▶ _WHAT YOU SHOULD DO_
Write each line word for word, from the line that contains "Reviewer note: check that each instance of the grassy" through the last line of the material below.

-- start of DATA TO USE --

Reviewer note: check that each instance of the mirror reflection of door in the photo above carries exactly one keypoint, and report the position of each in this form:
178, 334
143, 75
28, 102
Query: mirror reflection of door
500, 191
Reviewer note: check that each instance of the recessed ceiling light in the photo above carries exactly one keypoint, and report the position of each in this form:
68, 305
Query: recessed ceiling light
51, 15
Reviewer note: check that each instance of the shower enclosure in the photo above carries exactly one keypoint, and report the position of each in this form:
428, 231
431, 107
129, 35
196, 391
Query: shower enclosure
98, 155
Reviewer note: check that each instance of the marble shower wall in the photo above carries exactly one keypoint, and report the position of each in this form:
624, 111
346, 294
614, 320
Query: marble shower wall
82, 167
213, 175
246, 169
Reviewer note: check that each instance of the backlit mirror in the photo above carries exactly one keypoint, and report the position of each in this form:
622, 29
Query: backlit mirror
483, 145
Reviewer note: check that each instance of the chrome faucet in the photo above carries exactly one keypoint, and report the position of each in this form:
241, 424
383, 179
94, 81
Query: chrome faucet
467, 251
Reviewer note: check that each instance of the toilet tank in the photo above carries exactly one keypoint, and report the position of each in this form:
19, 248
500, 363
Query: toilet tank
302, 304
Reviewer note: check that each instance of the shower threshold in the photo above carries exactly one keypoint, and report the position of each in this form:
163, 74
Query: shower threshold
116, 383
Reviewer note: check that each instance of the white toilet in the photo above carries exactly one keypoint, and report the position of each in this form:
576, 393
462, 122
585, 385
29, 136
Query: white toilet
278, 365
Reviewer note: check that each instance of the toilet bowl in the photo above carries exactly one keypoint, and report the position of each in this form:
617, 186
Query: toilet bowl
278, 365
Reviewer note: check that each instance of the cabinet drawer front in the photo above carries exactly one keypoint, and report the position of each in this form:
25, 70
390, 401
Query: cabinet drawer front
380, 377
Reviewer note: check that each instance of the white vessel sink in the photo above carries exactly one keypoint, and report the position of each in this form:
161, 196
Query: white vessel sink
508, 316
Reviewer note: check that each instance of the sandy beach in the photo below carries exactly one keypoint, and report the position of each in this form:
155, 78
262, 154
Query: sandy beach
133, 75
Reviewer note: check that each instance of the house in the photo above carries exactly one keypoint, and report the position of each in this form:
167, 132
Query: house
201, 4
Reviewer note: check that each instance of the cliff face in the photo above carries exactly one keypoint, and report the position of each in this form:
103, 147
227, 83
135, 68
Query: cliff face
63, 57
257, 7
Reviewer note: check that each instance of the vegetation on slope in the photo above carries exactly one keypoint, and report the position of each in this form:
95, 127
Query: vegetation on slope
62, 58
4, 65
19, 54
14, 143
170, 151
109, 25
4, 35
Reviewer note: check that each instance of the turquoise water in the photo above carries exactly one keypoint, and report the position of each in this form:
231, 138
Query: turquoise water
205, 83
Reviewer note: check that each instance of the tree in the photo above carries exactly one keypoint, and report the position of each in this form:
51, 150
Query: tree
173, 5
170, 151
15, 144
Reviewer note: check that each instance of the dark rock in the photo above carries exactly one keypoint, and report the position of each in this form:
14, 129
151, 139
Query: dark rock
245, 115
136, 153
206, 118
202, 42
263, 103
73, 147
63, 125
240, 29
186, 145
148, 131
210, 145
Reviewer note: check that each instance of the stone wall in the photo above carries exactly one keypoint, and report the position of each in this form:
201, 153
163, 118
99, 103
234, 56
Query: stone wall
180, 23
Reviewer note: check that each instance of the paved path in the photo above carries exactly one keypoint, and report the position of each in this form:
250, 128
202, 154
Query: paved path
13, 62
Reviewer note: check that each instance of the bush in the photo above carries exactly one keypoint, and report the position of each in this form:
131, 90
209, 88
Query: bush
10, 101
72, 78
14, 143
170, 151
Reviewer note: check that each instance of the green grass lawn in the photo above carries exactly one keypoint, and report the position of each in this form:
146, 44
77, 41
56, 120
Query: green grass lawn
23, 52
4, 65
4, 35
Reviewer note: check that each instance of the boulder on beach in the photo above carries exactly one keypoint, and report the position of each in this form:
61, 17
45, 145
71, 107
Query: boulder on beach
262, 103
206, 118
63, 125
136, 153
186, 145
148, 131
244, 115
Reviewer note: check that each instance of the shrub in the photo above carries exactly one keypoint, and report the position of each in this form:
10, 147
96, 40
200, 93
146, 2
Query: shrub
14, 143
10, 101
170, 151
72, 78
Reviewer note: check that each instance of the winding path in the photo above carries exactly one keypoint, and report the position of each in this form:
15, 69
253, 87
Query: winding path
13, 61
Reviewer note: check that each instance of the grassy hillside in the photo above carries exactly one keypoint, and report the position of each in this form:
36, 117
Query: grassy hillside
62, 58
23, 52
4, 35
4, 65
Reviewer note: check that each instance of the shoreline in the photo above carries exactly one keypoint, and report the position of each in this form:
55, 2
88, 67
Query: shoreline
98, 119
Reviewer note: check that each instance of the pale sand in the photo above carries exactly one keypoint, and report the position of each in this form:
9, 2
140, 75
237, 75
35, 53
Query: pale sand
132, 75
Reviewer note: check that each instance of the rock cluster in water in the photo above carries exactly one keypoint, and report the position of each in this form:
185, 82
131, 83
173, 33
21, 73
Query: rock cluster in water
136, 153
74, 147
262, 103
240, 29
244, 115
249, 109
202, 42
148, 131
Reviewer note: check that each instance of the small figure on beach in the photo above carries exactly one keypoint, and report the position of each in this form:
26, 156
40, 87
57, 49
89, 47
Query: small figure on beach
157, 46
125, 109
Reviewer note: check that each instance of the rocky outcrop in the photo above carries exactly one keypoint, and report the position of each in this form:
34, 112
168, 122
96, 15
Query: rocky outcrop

-- end of DATA TO USE --

▶ _EXPECTED ANSWER_
Reviewer note: check that each instance of the grassy hillside in the photo above carries exactly one keypoint, and report the position of each in this form:
36, 117
Query: grassy hillside
62, 58
23, 52
4, 35
4, 65
Reviewer note: check that each instance of the shoreline in the photo above carries exactly one keypoint, and report the position of each in this form:
55, 2
88, 67
Query: shoreline
98, 119
Reviewer note: check that each instance of the pale sand in the photo above carries exactly one keypoint, and report the position of each in this form:
9, 2
140, 75
237, 75
35, 53
Query: pale sand
132, 75
Reviewer note: check that each instance of the rock cluster in water in the photo above carries exactly one keypoint, and report the position of each in this form:
185, 82
131, 83
173, 33
21, 73
Query: rock cluster in water
136, 153
74, 147
262, 103
240, 29
244, 115
249, 109
202, 42
148, 131
Reviewer note: check that each instance of the small figure on beach in the photo above carries exactly one keypoint, and report the position of each in this form:
26, 156
40, 87
57, 49
89, 47
Query: small figure on beach
157, 46
125, 109
Reviewer note: check that each instance of the rocky outcrop in the photo above carries exactly one keypoint, and report the position of each in this form:
34, 112
168, 122
96, 15
Query: rocky outcrop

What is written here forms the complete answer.